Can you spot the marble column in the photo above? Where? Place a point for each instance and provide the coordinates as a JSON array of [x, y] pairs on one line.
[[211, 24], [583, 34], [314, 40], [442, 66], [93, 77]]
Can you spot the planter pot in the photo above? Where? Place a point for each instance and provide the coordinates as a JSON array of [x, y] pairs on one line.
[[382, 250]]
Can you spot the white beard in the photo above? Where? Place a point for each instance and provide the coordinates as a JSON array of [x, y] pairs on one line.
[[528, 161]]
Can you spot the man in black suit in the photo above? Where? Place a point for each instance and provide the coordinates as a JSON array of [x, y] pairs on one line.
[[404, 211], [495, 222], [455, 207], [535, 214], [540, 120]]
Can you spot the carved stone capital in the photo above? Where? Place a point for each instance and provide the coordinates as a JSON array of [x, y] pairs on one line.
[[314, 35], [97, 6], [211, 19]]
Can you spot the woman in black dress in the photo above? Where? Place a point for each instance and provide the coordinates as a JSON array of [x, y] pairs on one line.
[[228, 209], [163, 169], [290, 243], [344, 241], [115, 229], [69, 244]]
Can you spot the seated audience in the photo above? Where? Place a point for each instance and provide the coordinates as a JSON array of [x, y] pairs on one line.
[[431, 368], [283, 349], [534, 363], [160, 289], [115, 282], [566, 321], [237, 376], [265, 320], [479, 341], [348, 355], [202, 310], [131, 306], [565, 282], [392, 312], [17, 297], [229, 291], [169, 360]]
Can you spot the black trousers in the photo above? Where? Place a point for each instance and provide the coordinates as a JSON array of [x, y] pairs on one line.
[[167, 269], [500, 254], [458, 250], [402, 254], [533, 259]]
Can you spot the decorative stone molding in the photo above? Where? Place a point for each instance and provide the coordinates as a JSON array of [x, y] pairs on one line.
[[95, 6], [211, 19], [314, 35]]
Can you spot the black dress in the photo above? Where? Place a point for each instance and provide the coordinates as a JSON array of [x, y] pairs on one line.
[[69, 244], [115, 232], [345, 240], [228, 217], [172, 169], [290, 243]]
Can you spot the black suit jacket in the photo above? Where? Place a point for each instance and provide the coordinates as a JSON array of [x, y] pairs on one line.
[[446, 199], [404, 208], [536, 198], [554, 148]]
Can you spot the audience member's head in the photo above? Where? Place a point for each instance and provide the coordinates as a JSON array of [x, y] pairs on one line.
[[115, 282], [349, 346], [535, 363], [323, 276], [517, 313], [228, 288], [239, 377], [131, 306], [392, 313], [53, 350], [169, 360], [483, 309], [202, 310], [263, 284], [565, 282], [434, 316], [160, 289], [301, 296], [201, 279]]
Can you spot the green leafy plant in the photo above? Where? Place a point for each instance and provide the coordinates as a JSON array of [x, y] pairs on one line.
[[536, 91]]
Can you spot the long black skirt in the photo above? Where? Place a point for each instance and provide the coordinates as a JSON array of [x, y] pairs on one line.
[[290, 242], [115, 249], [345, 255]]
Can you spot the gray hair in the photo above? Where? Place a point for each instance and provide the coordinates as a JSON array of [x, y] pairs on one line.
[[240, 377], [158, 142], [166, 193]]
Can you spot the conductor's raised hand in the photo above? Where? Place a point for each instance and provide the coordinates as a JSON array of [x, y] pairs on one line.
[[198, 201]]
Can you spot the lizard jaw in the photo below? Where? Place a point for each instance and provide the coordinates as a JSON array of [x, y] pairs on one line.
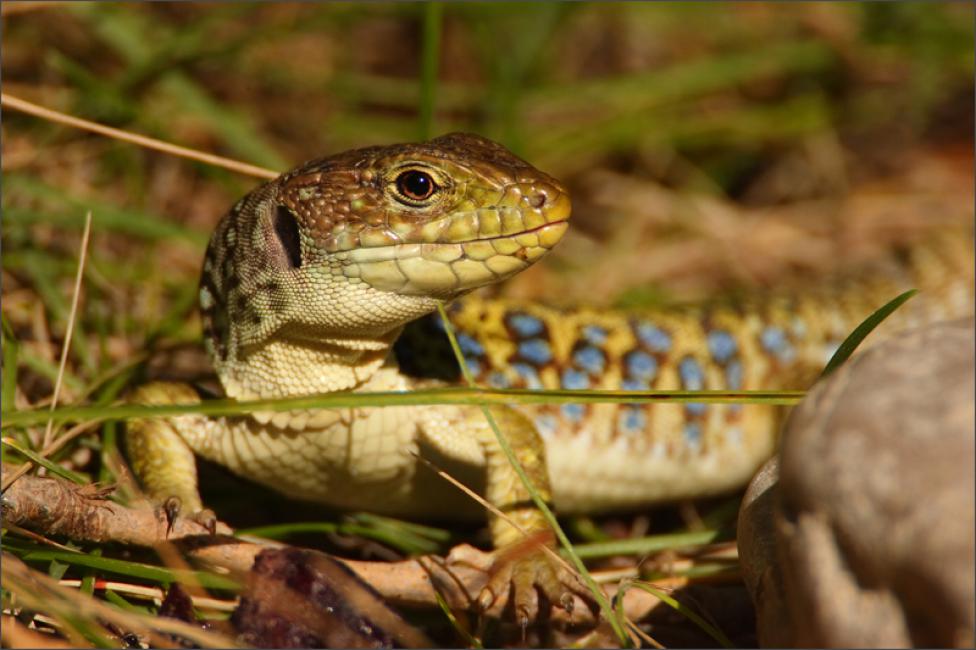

----------

EXERCISE: Rewrite every row above, replacing "Can you spot" with "Do you see" and keeping everything else the same. Leave the pictures out.

EXERCISE ANSWER:
Do you see the marble column in the photo above? Where? Place a point for each instance and provide the coordinates as a JSON array of [x, y] pairs on one line.
[[211, 24], [583, 34], [314, 40], [442, 66], [93, 77]]
Do you see the planter pot in the photo above? Where? Place a point for each instance and provide the coordinates as a JSON array of [x, y] pairs on one line.
[[382, 250]]
Do you see the white beard in the photo above? Where? Place a point for each instance and provide the coordinates as a JSON array of [x, y] pairs on one line.
[[528, 161]]
Do you see the man in black suit in the photo above? Where? Place a point for each instance and provide the coordinates as a JSON array of [x, y] pairs on one line.
[[404, 211], [495, 222], [455, 207], [535, 214], [540, 120]]
Do you see the carved stone capital in the photo above? Where? Place a point for each instance and provide the coordinates as a JSON array of [x, y] pairs on one line.
[[314, 35], [97, 6], [211, 19]]
Do you see the woman in black dress in the photo above? Where? Place a point for each instance and provide the coordinates as a JSON array of [x, y] pairs on one line.
[[228, 209], [163, 169], [290, 243], [344, 241], [115, 229], [69, 244]]
Do you see the seated audience in the photo above? Where? Place a point for each instance and provide the coordinates as a JSON array of [x, y] pairs on one line.
[[431, 368], [283, 349], [534, 363], [160, 289], [115, 282], [566, 321], [237, 376], [265, 320], [479, 341], [348, 355], [202, 310], [131, 306], [565, 282], [392, 312], [17, 297], [229, 291], [169, 360]]
Do you see the black trousers in the photo above? Where? Place a point for each instance and provide the coordinates as a JSON array of [x, y] pairs on one line.
[[167, 269], [500, 254], [458, 250], [402, 254], [533, 259]]
Do you see the decorative stone molding in the photo above? Where? Place a point for each instance and provide the coordinates as a JSON array of [x, y] pairs on one line.
[[95, 6], [211, 19], [314, 35]]
Do you see the black dress in the photo above? Where? Place a point for each instance and provide the coordinates as a JSON array of [x, y] pairs on one line.
[[69, 244], [115, 232], [345, 240], [228, 217], [172, 169], [290, 243]]
Do you see the black suit jacket in the photo above? Where? Place a point for each instance and provide the coordinates as a JSON array of [x, y] pairs on one line.
[[446, 199], [404, 208], [536, 198], [554, 148]]
Do you see the audience member's head in the photo above? Where? Place a point for each instance and provide the coordinates as a JSON array of [x, y] pairs on one line.
[[115, 282], [349, 346], [535, 363], [323, 276], [517, 313], [228, 288], [239, 377], [131, 306], [392, 313], [53, 350], [169, 360], [483, 309], [202, 310], [263, 284], [565, 282], [434, 316], [160, 289], [301, 296], [201, 279]]
Do you see the green leafy plant in the photo above? Where? Place a point for each instance and provide the coordinates as a JSON array of [x, y] pairs on one line.
[[536, 91]]
Do you see the long black skirt in the photo above? Where? Place a point for each instance and provide the coordinates as a JSON array of [x, y] pairs on one line.
[[290, 242], [115, 249], [345, 255]]
Do you see the gray hair in the photo above? Where? Place a point for each instance and provide the coordinates as a JSON array of [x, y] pairs on one line.
[[240, 377], [158, 142], [166, 193]]
Do you see the conductor's raised hand in the photo above? Where? Place a point for each instance and provide the coordinates as a JSON array of [x, y] pairs on one line.
[[198, 201]]
Do you see the lizard jaw in the photo below? Where? Place a point for each instance and provide the coordinates as a JSON array of [x, y] pairs on one line.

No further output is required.